## Directions for this task:
Using the records that follow, copy every line containing the word "washer".

START The data

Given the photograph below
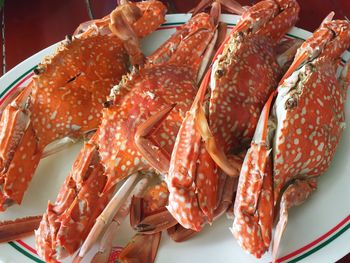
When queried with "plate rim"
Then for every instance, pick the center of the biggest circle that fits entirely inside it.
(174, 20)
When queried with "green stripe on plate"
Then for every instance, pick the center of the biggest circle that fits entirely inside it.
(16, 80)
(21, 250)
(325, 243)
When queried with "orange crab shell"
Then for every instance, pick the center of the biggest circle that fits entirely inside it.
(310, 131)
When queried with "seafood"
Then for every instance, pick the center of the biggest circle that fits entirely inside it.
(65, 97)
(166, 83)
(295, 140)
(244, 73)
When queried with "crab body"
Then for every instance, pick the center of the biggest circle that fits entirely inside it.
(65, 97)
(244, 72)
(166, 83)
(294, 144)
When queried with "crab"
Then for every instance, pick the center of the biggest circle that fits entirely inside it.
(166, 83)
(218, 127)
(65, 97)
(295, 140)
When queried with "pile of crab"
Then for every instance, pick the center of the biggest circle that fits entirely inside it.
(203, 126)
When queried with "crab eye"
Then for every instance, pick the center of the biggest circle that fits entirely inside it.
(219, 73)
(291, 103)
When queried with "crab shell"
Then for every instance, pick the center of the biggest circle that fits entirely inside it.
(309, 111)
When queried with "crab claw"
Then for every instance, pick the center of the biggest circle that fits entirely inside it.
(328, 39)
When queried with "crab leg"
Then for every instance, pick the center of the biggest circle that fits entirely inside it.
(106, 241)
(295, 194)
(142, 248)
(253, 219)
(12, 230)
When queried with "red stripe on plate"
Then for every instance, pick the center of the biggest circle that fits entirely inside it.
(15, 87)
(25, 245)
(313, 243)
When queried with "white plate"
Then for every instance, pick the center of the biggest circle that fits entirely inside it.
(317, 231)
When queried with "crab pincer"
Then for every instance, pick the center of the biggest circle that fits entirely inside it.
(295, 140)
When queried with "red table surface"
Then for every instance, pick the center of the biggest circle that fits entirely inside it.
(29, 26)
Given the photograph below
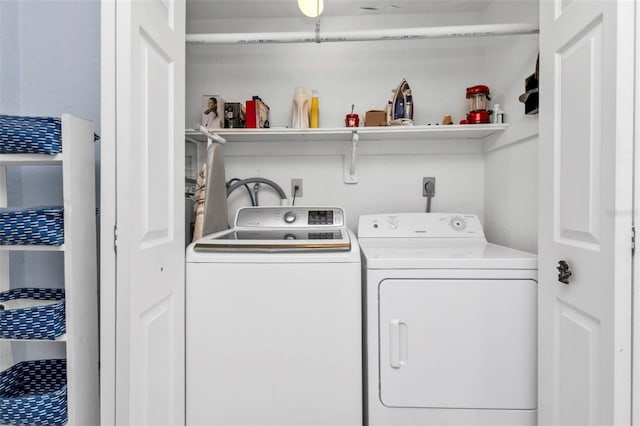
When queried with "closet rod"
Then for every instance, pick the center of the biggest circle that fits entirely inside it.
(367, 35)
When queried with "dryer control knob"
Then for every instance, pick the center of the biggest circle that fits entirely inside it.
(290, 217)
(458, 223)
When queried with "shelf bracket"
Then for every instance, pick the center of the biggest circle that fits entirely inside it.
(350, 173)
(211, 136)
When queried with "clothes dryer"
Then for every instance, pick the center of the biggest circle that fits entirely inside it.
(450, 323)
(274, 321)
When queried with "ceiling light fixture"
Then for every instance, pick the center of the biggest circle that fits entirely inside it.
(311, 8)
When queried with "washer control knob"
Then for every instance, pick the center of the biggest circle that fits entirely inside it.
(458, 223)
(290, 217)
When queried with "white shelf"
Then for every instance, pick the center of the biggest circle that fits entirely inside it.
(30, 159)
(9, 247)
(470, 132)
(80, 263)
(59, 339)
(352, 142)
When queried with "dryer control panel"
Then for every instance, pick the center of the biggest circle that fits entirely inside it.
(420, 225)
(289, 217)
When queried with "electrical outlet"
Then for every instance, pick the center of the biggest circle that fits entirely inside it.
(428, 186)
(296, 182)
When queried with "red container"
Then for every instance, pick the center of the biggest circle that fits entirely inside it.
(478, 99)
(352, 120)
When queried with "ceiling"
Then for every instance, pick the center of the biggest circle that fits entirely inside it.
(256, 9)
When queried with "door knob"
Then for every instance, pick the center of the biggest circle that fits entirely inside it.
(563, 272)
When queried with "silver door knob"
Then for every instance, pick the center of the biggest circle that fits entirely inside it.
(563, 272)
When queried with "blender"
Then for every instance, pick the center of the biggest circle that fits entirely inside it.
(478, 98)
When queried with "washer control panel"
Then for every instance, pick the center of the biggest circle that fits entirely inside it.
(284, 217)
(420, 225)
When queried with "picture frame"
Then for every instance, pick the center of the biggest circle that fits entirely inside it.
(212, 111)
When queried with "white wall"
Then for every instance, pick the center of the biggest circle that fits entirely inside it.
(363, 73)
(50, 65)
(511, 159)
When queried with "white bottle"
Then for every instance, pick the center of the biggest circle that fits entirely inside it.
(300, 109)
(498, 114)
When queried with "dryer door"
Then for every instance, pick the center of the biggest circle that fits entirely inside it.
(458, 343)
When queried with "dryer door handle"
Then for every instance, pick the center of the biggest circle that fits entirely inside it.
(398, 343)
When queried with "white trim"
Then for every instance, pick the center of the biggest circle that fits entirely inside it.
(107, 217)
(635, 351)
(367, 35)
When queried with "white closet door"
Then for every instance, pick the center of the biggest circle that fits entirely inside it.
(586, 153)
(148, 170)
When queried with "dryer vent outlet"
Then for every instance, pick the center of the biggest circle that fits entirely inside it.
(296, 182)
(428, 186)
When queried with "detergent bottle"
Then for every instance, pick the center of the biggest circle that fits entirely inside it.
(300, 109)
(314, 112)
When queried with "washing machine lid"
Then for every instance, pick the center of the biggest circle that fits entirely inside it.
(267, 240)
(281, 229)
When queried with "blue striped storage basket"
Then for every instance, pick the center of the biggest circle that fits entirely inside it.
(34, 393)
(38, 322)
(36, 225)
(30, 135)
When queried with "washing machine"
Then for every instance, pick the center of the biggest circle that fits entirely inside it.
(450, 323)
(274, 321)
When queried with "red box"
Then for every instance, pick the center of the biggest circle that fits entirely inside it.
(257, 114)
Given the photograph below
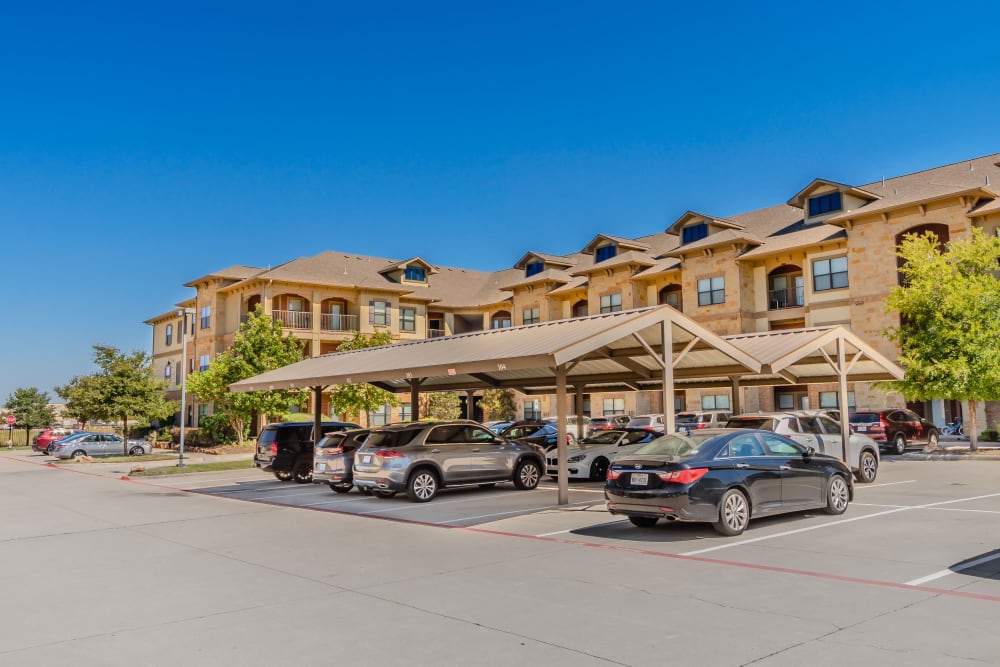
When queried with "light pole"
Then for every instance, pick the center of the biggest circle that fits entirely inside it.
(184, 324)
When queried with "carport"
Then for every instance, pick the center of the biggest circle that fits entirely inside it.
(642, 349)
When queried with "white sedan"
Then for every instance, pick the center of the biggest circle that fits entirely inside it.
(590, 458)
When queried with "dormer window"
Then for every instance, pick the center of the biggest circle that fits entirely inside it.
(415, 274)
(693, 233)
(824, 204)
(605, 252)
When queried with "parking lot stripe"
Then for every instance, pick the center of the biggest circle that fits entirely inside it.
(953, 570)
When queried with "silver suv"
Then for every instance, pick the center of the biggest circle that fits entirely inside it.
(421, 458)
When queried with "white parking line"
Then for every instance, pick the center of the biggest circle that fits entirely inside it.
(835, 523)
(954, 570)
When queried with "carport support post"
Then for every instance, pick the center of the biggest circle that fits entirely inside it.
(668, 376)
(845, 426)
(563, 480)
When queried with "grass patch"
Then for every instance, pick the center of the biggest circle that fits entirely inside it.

END The data
START The data

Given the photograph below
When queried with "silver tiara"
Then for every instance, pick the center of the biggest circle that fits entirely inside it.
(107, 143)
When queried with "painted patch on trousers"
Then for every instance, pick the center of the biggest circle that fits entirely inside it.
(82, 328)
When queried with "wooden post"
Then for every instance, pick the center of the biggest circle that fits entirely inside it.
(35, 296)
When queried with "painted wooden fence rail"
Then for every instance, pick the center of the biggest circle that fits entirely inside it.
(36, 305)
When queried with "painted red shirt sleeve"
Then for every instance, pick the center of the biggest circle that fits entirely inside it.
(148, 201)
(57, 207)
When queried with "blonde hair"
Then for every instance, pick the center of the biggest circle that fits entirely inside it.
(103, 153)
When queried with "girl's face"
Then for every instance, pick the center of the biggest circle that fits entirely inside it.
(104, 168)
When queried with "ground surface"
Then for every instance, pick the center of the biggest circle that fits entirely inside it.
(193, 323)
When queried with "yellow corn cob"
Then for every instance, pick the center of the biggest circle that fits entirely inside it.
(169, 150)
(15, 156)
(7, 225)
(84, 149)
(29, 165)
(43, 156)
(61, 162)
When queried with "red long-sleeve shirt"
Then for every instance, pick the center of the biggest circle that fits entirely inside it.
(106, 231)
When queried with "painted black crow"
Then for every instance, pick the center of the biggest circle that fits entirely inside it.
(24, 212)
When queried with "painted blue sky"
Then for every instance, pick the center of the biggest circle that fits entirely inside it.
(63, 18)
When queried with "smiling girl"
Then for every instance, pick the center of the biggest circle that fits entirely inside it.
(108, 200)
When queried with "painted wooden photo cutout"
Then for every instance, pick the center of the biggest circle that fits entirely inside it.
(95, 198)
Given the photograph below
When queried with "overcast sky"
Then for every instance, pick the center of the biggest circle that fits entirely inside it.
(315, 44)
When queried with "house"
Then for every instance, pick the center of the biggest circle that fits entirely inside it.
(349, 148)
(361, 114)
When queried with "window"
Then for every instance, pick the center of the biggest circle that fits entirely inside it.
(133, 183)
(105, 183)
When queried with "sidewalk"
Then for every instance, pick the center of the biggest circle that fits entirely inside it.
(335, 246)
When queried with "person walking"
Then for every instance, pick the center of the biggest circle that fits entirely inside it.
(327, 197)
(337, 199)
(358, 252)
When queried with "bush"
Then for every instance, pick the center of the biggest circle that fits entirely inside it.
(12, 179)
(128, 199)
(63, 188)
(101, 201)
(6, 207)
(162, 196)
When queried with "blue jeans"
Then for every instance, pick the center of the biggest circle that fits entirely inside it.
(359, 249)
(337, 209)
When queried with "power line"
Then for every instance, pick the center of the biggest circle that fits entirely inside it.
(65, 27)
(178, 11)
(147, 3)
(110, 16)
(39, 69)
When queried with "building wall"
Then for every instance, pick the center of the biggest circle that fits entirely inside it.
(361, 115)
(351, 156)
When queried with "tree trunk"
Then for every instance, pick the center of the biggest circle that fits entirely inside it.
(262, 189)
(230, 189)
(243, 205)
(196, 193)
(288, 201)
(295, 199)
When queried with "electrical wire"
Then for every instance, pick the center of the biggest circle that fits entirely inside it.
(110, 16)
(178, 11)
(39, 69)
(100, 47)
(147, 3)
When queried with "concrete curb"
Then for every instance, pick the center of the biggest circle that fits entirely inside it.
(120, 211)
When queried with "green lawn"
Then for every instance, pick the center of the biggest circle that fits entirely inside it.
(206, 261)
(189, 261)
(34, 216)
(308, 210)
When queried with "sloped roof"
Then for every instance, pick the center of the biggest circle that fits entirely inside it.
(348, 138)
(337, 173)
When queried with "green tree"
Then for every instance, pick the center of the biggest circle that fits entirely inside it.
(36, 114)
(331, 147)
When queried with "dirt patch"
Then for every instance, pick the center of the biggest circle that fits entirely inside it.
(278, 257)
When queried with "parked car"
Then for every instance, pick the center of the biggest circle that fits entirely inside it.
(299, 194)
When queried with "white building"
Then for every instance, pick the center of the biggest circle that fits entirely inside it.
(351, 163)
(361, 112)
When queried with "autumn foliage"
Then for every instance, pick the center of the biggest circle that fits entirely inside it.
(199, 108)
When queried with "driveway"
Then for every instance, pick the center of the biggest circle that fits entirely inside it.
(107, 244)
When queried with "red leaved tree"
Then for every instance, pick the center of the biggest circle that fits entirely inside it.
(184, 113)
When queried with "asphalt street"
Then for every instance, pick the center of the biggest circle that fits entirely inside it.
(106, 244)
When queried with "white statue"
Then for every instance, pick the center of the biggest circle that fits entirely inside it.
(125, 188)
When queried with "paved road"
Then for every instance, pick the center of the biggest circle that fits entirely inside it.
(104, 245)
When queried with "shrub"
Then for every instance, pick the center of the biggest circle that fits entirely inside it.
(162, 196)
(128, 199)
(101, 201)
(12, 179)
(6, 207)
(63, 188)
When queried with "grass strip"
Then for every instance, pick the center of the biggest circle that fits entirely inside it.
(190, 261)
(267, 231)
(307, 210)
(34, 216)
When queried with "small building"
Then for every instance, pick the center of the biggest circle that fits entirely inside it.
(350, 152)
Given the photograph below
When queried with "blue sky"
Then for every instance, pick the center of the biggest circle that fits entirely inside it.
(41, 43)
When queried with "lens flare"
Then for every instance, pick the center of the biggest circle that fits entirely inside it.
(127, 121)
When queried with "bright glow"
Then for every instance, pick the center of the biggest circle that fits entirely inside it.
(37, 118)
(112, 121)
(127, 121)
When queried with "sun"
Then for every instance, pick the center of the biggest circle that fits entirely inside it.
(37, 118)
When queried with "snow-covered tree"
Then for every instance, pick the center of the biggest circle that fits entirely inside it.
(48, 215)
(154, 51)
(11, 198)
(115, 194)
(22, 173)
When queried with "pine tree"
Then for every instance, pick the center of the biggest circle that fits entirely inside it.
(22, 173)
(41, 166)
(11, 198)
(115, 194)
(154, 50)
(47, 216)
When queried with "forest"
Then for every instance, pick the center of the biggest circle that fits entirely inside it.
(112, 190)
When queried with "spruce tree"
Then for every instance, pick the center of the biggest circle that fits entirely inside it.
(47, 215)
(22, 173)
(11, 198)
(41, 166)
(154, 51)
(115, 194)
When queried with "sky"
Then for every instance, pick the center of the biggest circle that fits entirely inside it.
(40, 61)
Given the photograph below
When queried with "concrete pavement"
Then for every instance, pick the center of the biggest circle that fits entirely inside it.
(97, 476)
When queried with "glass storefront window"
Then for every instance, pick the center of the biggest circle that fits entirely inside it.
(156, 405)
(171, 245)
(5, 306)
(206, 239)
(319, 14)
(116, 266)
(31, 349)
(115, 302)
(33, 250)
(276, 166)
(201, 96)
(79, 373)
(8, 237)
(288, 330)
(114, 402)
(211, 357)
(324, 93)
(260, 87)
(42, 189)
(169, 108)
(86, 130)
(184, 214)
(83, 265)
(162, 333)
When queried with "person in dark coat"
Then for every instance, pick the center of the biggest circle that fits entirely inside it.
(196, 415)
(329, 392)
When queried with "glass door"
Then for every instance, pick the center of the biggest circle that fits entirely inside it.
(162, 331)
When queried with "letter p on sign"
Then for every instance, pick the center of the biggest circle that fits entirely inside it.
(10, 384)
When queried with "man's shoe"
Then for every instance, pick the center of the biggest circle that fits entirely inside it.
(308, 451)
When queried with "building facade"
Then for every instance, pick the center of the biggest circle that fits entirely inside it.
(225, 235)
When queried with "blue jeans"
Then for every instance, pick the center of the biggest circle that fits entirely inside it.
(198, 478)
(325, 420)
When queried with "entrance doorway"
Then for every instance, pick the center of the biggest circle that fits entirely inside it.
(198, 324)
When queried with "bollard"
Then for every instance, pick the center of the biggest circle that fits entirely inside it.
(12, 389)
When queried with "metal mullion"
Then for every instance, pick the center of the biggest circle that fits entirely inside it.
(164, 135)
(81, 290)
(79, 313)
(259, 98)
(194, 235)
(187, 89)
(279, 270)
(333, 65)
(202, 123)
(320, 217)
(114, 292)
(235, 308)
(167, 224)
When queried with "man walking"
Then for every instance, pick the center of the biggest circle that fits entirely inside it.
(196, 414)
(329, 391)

END The data
START The data

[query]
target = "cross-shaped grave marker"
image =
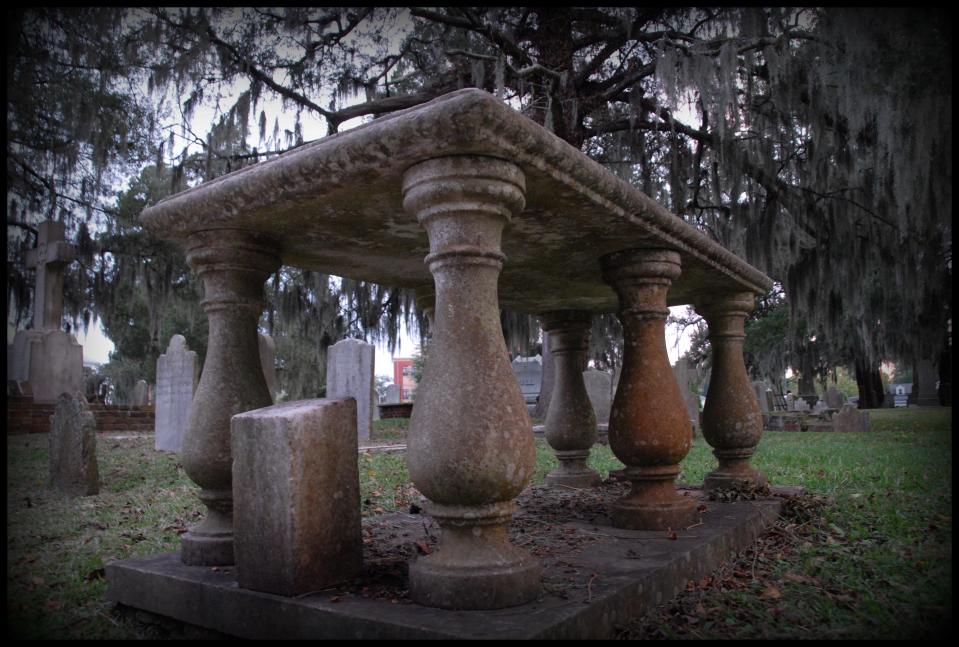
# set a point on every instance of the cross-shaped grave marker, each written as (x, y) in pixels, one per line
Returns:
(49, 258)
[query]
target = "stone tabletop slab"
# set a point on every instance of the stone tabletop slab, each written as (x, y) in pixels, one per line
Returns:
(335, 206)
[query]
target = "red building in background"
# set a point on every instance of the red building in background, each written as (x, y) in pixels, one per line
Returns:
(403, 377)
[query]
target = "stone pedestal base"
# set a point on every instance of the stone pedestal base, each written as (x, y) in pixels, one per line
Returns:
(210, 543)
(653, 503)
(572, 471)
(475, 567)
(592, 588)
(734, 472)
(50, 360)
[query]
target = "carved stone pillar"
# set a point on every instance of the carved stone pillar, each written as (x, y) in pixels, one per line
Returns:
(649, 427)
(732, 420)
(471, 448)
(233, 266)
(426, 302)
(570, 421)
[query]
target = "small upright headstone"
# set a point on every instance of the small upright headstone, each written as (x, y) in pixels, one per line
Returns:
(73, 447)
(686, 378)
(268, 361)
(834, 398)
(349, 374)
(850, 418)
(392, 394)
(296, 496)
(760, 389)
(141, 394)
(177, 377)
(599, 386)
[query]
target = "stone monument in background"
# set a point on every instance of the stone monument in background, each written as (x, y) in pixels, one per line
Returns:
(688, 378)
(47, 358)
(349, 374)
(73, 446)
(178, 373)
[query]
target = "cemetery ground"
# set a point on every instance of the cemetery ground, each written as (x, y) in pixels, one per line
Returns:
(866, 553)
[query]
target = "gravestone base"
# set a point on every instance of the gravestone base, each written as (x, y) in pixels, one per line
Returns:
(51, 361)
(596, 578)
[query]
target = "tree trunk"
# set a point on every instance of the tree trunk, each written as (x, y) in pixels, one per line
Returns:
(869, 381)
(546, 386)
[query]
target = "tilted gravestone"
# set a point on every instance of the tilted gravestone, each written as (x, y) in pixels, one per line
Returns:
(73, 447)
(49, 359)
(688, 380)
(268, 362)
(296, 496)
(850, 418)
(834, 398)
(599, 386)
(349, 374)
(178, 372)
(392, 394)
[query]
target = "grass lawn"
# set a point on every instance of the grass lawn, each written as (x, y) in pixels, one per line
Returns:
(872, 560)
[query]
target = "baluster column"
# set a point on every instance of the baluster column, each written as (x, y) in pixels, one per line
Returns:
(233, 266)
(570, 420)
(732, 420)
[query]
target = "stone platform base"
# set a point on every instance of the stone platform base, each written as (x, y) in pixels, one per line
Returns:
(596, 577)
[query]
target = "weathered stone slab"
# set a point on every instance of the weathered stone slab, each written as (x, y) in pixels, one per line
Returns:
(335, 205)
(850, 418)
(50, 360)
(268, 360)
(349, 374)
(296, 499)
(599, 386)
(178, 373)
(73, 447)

END The data

## Solution to this exercise:
When queried with "washer control knob"
When queried with "washer control panel"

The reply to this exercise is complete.